# REQUEST:
Recast the data, starting with the line containing "task: outline the black coat" and ending with the line containing "[[[67,143],[50,101],[0,79],[1,143]]]", as a JSON list of strings with one string per line and any blank lines left out.

# GIVEN RECORDS:
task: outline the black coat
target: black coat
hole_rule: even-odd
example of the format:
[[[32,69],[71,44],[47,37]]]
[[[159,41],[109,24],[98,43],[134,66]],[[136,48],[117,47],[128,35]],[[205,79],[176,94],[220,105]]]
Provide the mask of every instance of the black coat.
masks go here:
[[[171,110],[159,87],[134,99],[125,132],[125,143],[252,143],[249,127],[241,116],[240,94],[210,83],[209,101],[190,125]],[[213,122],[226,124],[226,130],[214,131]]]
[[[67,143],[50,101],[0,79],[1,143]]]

* * *

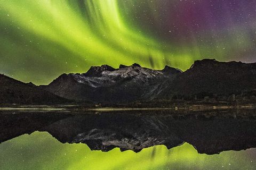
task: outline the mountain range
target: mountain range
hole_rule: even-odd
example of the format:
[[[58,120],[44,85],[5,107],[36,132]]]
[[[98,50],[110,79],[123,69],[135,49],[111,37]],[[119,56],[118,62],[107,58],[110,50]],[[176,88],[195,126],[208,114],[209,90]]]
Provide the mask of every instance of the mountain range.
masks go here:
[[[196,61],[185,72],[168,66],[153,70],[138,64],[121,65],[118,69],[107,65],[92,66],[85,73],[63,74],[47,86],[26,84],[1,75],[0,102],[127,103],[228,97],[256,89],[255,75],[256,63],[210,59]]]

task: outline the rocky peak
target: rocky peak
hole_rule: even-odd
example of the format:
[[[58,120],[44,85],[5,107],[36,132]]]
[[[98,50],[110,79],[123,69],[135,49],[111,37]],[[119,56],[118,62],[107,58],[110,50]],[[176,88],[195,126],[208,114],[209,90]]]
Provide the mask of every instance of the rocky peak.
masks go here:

# TASK RESPONSE:
[
  "task: outline the black coat",
  "target: black coat",
  "hole_rule: even-odd",
  "example of the format:",
  "[[[32,69],[71,44],[47,37]]]",
  "[[[159,41],[109,24],[98,43],[134,66]],[[136,48],[117,47],[128,35]],[[205,79],[176,94],[220,105]]]",
  "Provide the mask of every instance of the black coat.",
  "masks go here:",
  "[[[171,110],[159,87],[134,99],[125,132],[125,143],[252,143],[249,127],[241,116],[240,94],[210,83],[209,101],[190,125]],[[213,122],[226,124],[226,130],[214,131]]]",
  "[[[67,143],[50,101],[0,79],[1,143]]]"
]